What you have to do: Set out all the entries below as a numbered list with one line per item, skipping any blank lines and leaving the pictures out.

#### Data provided ####

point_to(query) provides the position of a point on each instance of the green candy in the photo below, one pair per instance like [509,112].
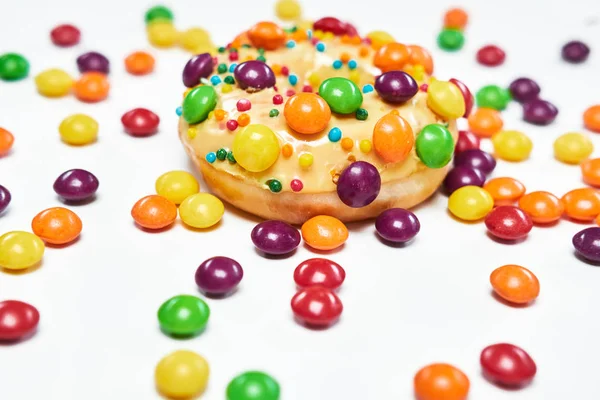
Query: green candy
[253,385]
[435,146]
[342,95]
[183,316]
[493,96]
[199,103]
[13,67]
[451,39]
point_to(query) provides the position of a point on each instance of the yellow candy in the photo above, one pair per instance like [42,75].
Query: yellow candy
[177,185]
[470,203]
[20,250]
[53,83]
[201,210]
[256,148]
[78,129]
[445,99]
[162,34]
[182,374]
[572,148]
[512,145]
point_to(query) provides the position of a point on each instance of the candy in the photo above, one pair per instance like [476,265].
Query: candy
[396,86]
[255,75]
[198,103]
[485,122]
[20,250]
[256,148]
[512,145]
[393,138]
[470,203]
[435,146]
[13,67]
[201,210]
[219,275]
[17,319]
[441,381]
[575,52]
[342,95]
[139,63]
[587,244]
[183,316]
[462,176]
[539,112]
[275,237]
[515,284]
[445,99]
[154,212]
[182,374]
[507,365]
[508,223]
[317,306]
[476,159]
[319,272]
[78,129]
[582,204]
[65,35]
[76,185]
[307,113]
[572,148]
[324,232]
[57,225]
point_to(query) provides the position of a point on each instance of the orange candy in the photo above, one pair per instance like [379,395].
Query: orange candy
[266,35]
[485,122]
[139,63]
[91,87]
[307,113]
[582,204]
[441,381]
[324,232]
[391,56]
[504,191]
[515,284]
[154,212]
[591,118]
[393,138]
[56,225]
[542,207]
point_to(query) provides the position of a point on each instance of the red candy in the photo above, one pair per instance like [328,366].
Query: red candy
[317,306]
[140,122]
[507,365]
[491,55]
[319,272]
[508,222]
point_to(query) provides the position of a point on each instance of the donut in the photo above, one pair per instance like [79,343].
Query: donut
[291,124]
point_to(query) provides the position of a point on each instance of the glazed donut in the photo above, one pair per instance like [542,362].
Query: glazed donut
[378,135]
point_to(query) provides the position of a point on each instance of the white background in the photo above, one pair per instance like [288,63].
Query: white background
[404,307]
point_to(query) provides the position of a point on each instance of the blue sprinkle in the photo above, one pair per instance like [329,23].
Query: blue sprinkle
[335,134]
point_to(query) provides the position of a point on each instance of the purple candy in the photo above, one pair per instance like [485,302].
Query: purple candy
[359,184]
[396,86]
[93,61]
[198,67]
[254,74]
[275,237]
[219,275]
[397,225]
[524,90]
[575,52]
[475,159]
[539,112]
[463,176]
[76,185]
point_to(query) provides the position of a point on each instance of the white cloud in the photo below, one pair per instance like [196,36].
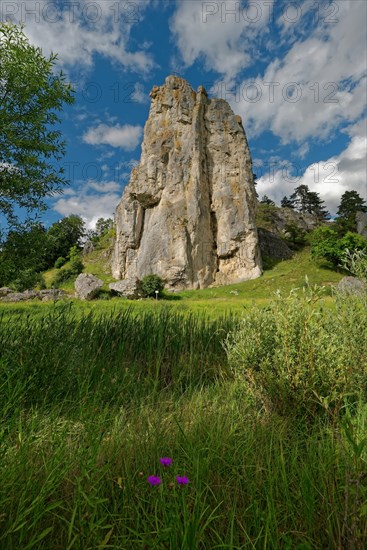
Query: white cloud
[79,30]
[327,74]
[126,137]
[139,95]
[330,177]
[221,33]
[91,200]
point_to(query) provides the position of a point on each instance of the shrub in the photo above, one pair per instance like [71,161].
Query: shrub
[60,262]
[325,243]
[28,279]
[295,236]
[150,284]
[73,269]
[295,355]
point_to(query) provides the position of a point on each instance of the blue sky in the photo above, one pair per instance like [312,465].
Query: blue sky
[295,72]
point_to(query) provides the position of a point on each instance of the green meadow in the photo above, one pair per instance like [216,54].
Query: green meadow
[258,398]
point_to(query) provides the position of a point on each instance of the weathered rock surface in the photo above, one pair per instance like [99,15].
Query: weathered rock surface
[128,288]
[351,286]
[87,286]
[52,294]
[188,213]
[4,290]
[44,295]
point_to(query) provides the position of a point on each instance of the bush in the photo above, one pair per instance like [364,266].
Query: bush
[150,284]
[73,269]
[325,243]
[295,356]
[28,279]
[294,236]
[60,262]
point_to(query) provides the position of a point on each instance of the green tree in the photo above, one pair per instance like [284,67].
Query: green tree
[266,200]
[350,203]
[31,95]
[286,203]
[326,243]
[103,225]
[23,254]
[151,285]
[306,201]
[64,234]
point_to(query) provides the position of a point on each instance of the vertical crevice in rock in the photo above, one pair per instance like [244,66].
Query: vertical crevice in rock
[188,211]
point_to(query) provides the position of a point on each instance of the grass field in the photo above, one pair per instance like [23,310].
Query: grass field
[263,411]
[91,401]
[283,276]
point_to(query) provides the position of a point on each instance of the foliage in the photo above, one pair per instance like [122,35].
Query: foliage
[151,286]
[31,94]
[71,270]
[89,405]
[266,200]
[325,243]
[351,203]
[294,357]
[295,236]
[307,201]
[103,225]
[64,234]
[286,203]
[24,250]
[27,279]
[356,262]
[60,262]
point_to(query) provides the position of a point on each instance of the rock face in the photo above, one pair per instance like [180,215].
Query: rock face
[53,294]
[129,288]
[87,286]
[188,213]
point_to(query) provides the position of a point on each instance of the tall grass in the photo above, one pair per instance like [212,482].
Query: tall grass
[90,403]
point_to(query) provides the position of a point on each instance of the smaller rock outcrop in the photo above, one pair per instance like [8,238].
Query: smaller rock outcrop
[52,295]
[46,295]
[129,288]
[87,286]
[5,290]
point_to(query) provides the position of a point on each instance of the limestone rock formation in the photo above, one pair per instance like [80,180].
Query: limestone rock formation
[188,212]
[129,288]
[87,286]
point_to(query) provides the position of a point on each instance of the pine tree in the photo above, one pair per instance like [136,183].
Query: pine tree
[351,203]
[286,203]
[266,200]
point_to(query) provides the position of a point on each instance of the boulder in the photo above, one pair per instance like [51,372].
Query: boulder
[87,286]
[21,296]
[52,294]
[188,212]
[129,288]
[5,290]
[351,286]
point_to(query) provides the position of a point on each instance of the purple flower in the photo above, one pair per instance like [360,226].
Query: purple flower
[165,461]
[154,480]
[182,480]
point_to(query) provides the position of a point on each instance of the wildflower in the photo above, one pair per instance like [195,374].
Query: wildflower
[165,461]
[182,480]
[154,480]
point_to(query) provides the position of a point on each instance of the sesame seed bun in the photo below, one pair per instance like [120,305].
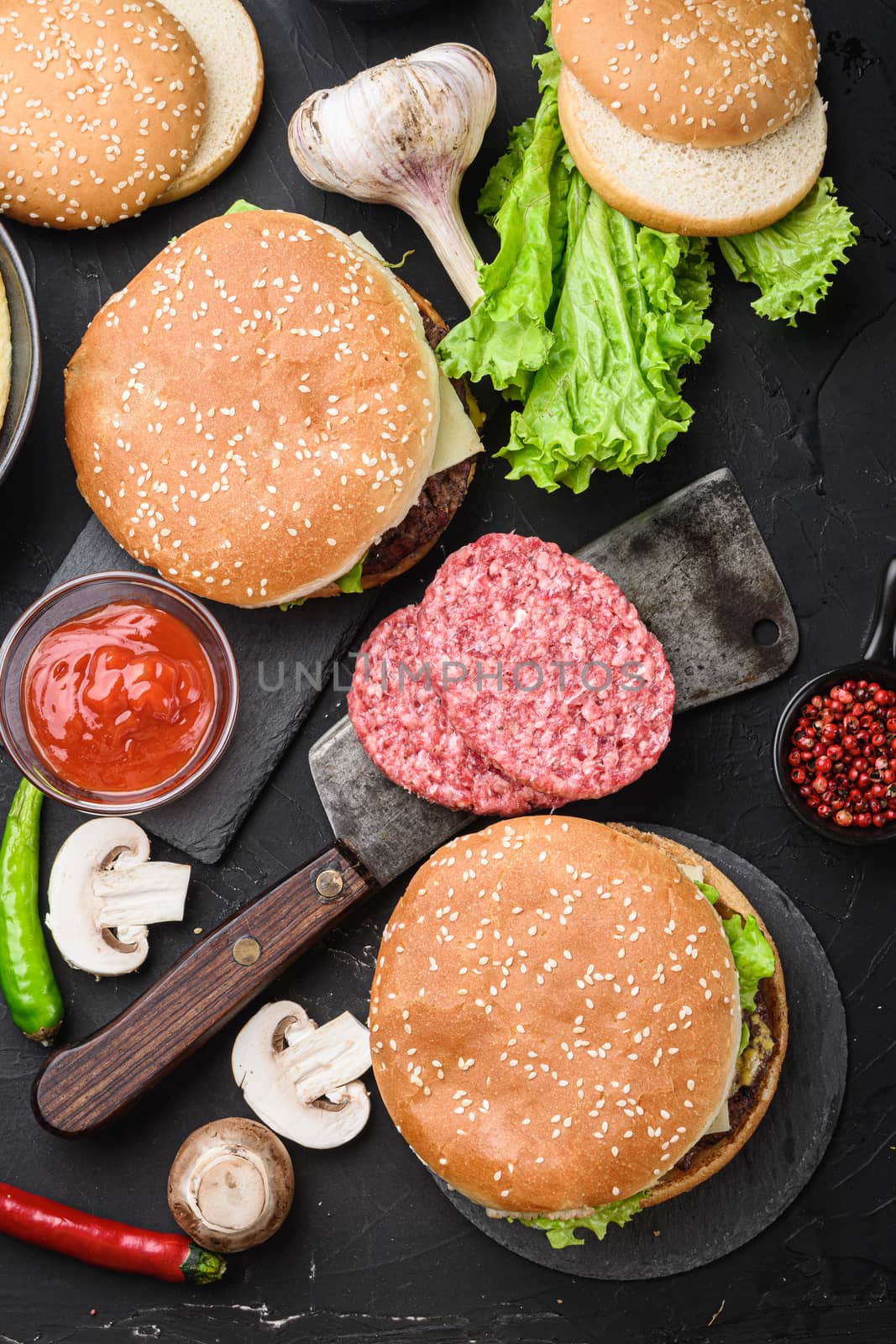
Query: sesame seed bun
[101,107]
[405,546]
[235,71]
[705,73]
[255,409]
[685,188]
[555,1015]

####

Reply:
1. point_to(query) provides the position of a point on each instance of the green candy in the photo below, one pair per instance like [509,112].
2. Query: green candy
3. [253,385]
4. [435,146]
5. [342,95]
6. [183,316]
7. [493,96]
8. [199,103]
9. [13,67]
10. [451,39]
11. point_to(query) provides the position of a point on each instance of the yellow candy in the photo above, one pair per instance like [42,75].
12. Query: yellow candy
13. [177,185]
14. [470,203]
15. [20,250]
16. [53,83]
17. [201,210]
18. [256,148]
19. [78,129]
20. [445,99]
21. [162,34]
22. [182,374]
23. [572,148]
24. [512,145]
25. point_to(query) provides the position of a point on each instance of the candy in the photo above, one pair per instance like [476,265].
26. Query: candy
27. [396,86]
28. [255,75]
29. [198,103]
30. [485,122]
31. [20,250]
32. [256,148]
33. [512,145]
34. [393,138]
35. [470,203]
36. [435,146]
37. [13,67]
38. [201,210]
39. [219,275]
40. [17,319]
41. [441,381]
42. [575,52]
43. [342,95]
44. [139,63]
45. [587,244]
46. [183,316]
47. [462,176]
48. [539,112]
49. [275,237]
50. [515,284]
51. [445,99]
52. [154,212]
53. [182,374]
54. [507,365]
55. [508,223]
56. [317,306]
57. [476,159]
58. [319,272]
59. [78,129]
60. [582,204]
61. [65,35]
62. [76,185]
63. [307,113]
64. [572,148]
65. [324,232]
66. [57,225]
67. point_to(query) provides the position of a point on each instance of the orange candy in the photo above, one pair per instance like [379,395].
68. Query: orange candy
69. [266,35]
70. [485,122]
71. [139,63]
72. [91,87]
73. [307,113]
74. [582,204]
75. [441,381]
76. [324,232]
77. [391,56]
78. [504,191]
79. [515,284]
80. [154,212]
81. [591,118]
82. [393,138]
83. [56,225]
84. [542,207]
85. point_to(query) provides the position of a point on each instance of the red candy in the photo above, one pair per instance like [328,366].
86. Query: red candy
87. [317,306]
88. [140,122]
89. [507,365]
90. [491,55]
91. [319,272]
92. [508,222]
93. point_to(query) provides the position of a point on each instance of the donut in the photo above, one pair per instance like [79,343].
94. Query: donut
95. [291,124]
96. point_to(query) provides the position of a point on each instance of the glazed donut in the photo above, one pair per instance like [542,362].
97. Query: glazed donut
98. [378,135]
99. point_to(query) provides the position of a point on each instance of the white background in the photo above, one pair per instance like [288,63].
100. Query: white background
101. [404,307]
102. point_to(query) provides the position of a point on each instance of the blue sprinkle in the photo above, one pair per instance like [329,23].
103. Query: blue sprinkle
104. [335,134]
105. point_to(query) provides the position of a point on each instance of the purple candy in the photo above, one pair per instance like [485,302].
106. Query: purple candy
107. [359,184]
108. [396,86]
109. [93,61]
110. [198,67]
111. [254,74]
112. [275,237]
113. [219,275]
114. [397,225]
115. [524,90]
116. [575,52]
117. [475,159]
118. [539,112]
119. [463,176]
120. [76,185]
121. point_to(query) provides the position of a point on each instance of the white cloud in the photo below, one pair per instance like [196,36].
122. Query: white cloud
123. [79,30]
124. [327,74]
125. [126,137]
126. [139,95]
127. [330,177]
128. [221,33]
129. [91,200]
130. point_to(query) provides the position of a point on each instance of the shrub in the photo above, one pair per instance like [71,161].
131. Query: shrub
132. [60,262]
133. [325,243]
134. [28,279]
135. [295,236]
136. [150,284]
137. [73,269]
138. [295,355]
139. point_to(query) provides the position of a point on each instance of the blue sky in the photo above, one pair per instance like [312,465].
140. Query: blue sky
141. [295,72]
142. point_to(query) provides the position of a point on each instance of the green meadow in the photo above, one pair per instance like [216,54].
143. Query: green meadow
144. [258,398]
145. point_to(query) provides the position of a point on each instance of the weathered rock surface in the photo above, one pair per instance like [99,15].
146. Query: weathered rock surface
147. [128,288]
148. [351,286]
149. [87,286]
150. [52,294]
151. [188,213]
152. [4,290]
153. [44,295]
154. point_to(query) provides the position of a point on each instance of the bush in the photo above, one pair per instance like [364,266].
155. Query: bush
156. [150,284]
157. [73,269]
158. [325,243]
159. [295,356]
160. [28,279]
161. [294,236]
162. [60,262]
163. point_to(query) provides the position of a point on each instance of the green tree in the photo above, one pair per instance like [284,67].
164. Query: green tree
165. [266,200]
166. [350,203]
167. [31,95]
168. [286,203]
169. [326,243]
170. [103,225]
171. [23,254]
172. [151,285]
173. [306,201]
174. [64,234]
175. point_to(query) provides the position of a point on each instance of the vertical crevice in rock in the photo above, one pair per instance like [244,66].
176. Query: vertical crevice in rock
177. [188,211]
178. point_to(query) provides the position of a point on each instance of the grass field in the photo above, one pair per instance like [23,310].
179. Query: grass field
180. [263,411]
181. [91,401]
182. [283,276]
183. point_to(query) provides the position of a point on each instance of the foliage in the photo above, one pair per instance like [122,35].
184. Query: foliage
185. [151,286]
186. [31,94]
187. [71,270]
188. [89,405]
189. [266,200]
190. [325,243]
191. [351,203]
192. [294,357]
193. [295,236]
194. [307,201]
195. [103,225]
196. [64,234]
197. [286,203]
198. [24,250]
199. [27,279]
200. [356,262]
201. [60,262]
202. point_to(query) provides the position of a point on each instance of the rock face in the photo above, one pair per instance like [180,215].
203. Query: rock face
204. [53,294]
205. [129,288]
206. [87,286]
207. [188,213]
208. point_to(query) provides the position of a point on each instance of the tall grass in the photo above, one pair per instance like [212,482].
209. Query: tall grass
210. [90,403]
211. point_to(query) provides the position of a point on each instance of the smaller rock outcrop in the photo above, one pair per instance like [8,238].
212. Query: smaller rock outcrop
213. [52,295]
214. [46,295]
215. [129,288]
216. [87,286]
217. [5,290]
218. point_to(query) provides the position of a point on each instance of the limestone rock formation in the photo above, one pair per instance like [80,180].
219. Query: limestone rock formation
220. [188,212]
221. [129,288]
222. [87,286]
223. point_to(query) provides the position of a point on each instance of the pine tree in the photo above, one pair per instance like [136,183].
224. Query: pine tree
225. [351,203]
226. [286,203]
227. [266,200]
228. point_to(query) provides the position of a point on each instance of the boulder in the photo above, one pair per instance like [51,372].
229. Query: boulder
230. [87,286]
231. [21,296]
232. [52,294]
233. [188,212]
234. [129,288]
235. [5,290]
236. [351,286]
237. point_to(query) provides the position of a point on each instance of the purple flower in the photo above, one pair per instance like [360,226].
238. Query: purple flower
239. [165,461]
240. [154,480]
241. [182,480]
242. point_to(query) provides the position of a point on each instance of the wildflower in the photo above, one pair per instance like [195,374].
243. Query: wildflower
244. [165,461]
245. [182,480]
246. [154,480]
247. point_to(query) provides the position of a point on each instance of the sesame seed bun in the photo below, one pair per instance like [120,305].
248. Query: sesame seed bun
249. [101,107]
250. [405,546]
251. [235,71]
252. [705,73]
253. [255,409]
254. [685,188]
255. [555,1015]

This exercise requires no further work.